Rewrite the listing below with "Provide the mask of" changed to "Give the outline of" wherever it occurs. Keep every other line and character the same.

*A few records*.
= = = = = = =

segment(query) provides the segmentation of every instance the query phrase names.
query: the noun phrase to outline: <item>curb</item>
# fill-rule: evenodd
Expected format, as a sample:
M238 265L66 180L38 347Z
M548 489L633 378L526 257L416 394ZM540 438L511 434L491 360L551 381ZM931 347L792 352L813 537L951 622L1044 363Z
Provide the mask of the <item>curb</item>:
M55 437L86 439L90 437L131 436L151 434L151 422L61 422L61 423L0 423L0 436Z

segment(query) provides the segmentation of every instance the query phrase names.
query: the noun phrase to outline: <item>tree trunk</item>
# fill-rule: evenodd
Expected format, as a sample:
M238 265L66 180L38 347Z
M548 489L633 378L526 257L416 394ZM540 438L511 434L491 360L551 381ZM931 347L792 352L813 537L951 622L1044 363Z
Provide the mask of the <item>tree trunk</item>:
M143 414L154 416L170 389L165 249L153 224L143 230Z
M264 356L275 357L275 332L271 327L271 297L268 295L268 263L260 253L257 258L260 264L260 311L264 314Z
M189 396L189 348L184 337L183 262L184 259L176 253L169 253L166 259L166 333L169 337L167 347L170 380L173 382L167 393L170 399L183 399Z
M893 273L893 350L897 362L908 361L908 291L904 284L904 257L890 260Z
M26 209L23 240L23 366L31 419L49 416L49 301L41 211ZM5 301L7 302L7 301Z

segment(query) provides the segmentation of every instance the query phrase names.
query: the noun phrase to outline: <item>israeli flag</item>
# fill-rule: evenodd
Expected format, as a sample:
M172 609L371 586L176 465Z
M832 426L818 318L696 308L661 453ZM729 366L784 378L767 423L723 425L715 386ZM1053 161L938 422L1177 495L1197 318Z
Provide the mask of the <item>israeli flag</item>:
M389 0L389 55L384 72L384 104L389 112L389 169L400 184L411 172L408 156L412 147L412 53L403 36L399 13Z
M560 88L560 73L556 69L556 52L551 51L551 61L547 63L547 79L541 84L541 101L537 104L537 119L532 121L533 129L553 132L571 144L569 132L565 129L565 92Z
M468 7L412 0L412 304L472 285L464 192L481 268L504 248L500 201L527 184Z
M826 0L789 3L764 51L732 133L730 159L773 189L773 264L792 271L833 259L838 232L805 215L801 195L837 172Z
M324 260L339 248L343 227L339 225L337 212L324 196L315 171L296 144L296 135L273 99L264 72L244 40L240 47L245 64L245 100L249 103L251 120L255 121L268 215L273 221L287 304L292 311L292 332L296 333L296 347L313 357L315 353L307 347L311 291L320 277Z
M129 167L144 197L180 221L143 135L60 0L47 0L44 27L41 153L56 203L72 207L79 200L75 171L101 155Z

= = = = = = =

*Result of the exercise*.
segment(query) provides the segmentation of every instance the query phrase names.
query: the noun phrase to outline: <item>curb</item>
# fill-rule: evenodd
Expected format, as a sample:
M238 265L66 180L38 347Z
M548 489L633 378L526 257L416 394ZM540 438L511 434L491 360L551 381ZM931 347L792 352L813 537L951 622L1044 363Z
Give the outline of the <item>curb</item>:
M55 437L86 439L90 437L131 436L151 434L151 422L61 422L61 423L0 423L0 436Z

segment(query) provides the segmentation of every instance the query phrase names.
query: the noun phrase to outline: <item>tree trunk</item>
# fill-rule: evenodd
Expected format, as a sample:
M238 265L66 180L38 347Z
M548 489L633 378L526 257L416 394ZM540 438L511 434L491 360L551 381ZM931 347L792 352L813 537L951 622L1044 363Z
Give the outline of the <item>tree trunk</item>:
M143 414L154 416L170 389L165 249L153 224L143 230Z
M264 356L275 357L275 332L271 327L271 297L268 295L268 263L260 253L257 258L260 264L260 311L264 314Z
M189 396L189 348L184 337L183 262L184 259L176 253L169 253L166 259L166 333L169 337L167 347L170 380L173 382L167 393L170 399L183 399Z
M893 273L893 350L897 362L908 361L908 291L904 284L904 257L890 260Z
M26 209L23 240L23 366L31 419L49 416L49 301L41 211ZM5 301L7 302L7 301Z

segment(query) provides the segmentation of every instance the query phrase names.
query: the noun phrase to outline: <item>israeli flag</item>
# fill-rule: evenodd
Expected format, as a sample:
M172 609L371 586L176 465Z
M832 426L818 318L696 308L661 453ZM729 366L784 378L767 423L723 425L715 386ZM1053 161L938 422L1177 495L1197 318Z
Give the outline of the <item>israeli flag</item>:
M389 0L389 55L384 72L384 104L389 112L389 169L400 184L411 172L408 156L412 147L412 53L403 36L399 13Z
M560 88L560 73L556 69L556 52L551 51L551 61L547 63L547 79L541 84L541 101L537 104L537 119L532 121L533 129L553 132L571 144L569 132L565 129L565 92Z
M468 7L412 0L412 304L472 285L464 192L481 268L504 248L500 201L527 184Z
M826 0L789 3L764 51L732 133L730 159L773 189L773 264L792 271L833 259L838 232L805 215L801 195L837 172Z
M324 260L339 248L343 227L339 225L337 212L324 196L315 171L296 144L296 135L273 99L264 72L244 40L240 47L245 64L245 100L249 103L251 120L255 121L268 215L273 221L287 304L292 311L292 332L296 333L296 347L313 357L315 353L307 347L311 291L320 277Z
M129 167L144 197L180 221L143 135L60 0L47 0L44 27L41 153L56 203L72 207L79 200L75 171L101 155Z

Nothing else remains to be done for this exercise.